## Material for the task
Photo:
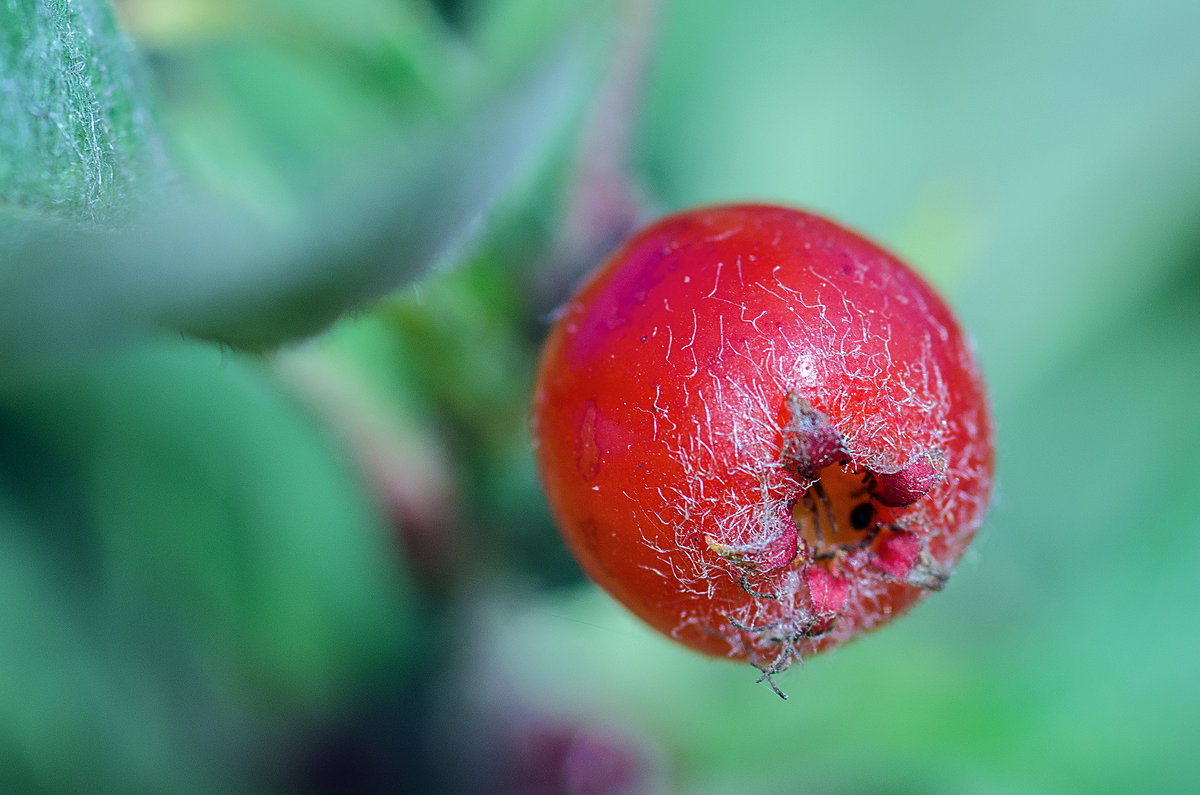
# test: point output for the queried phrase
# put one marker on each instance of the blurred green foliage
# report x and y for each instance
(273, 279)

## What you will do
Put every line of the records above into a JSON list of strings, one string per line, with blank lines left out. Leave the pictures out.

## Result for this task
[
  "Photo:",
  "# test: point output for the queried phrase",
  "# put one marker on each instance of the blurred green foliage",
  "# report x and y for each instance",
  "(273, 279)"
]